* **To do**
Collect every line from the listing below that contains the word "distant".

[BEGIN Material provided]

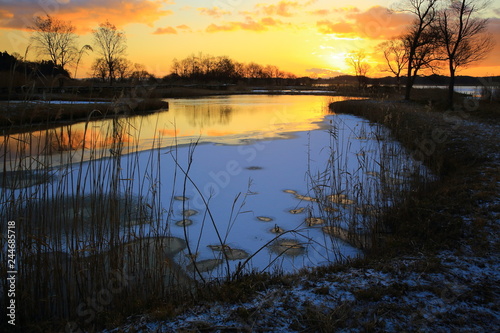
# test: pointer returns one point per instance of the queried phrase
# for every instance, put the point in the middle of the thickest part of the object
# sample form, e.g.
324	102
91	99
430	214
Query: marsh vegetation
160	212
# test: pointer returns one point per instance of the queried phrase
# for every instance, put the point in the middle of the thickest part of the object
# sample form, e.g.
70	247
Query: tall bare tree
110	43
396	57
357	60
56	39
463	37
419	39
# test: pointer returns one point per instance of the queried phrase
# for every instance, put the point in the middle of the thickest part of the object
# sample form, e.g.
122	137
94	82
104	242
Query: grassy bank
431	217
440	241
456	213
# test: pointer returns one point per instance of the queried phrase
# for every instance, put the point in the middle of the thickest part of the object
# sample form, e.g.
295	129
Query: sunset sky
305	37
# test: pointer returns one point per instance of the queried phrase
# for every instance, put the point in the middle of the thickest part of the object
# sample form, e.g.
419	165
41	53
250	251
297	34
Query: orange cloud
340	28
184	28
375	23
320	12
214	12
282	8
249	24
85	15
166	30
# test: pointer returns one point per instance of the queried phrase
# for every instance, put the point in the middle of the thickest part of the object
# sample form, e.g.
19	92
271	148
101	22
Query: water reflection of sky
231	187
221	120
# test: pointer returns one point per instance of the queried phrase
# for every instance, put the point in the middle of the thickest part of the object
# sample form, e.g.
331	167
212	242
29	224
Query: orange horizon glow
304	37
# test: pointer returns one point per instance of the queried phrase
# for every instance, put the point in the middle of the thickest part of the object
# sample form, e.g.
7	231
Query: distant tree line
205	67
443	34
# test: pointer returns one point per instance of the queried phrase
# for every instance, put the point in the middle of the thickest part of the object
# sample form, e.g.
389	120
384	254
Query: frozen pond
275	180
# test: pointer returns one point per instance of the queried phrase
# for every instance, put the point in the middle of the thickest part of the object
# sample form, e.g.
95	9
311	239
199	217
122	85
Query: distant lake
474	91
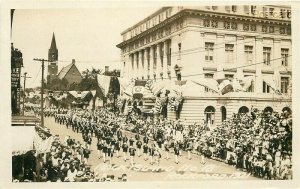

[END Material provided]

* **Solution to this task**
Query: distant tree line
Query: distant lake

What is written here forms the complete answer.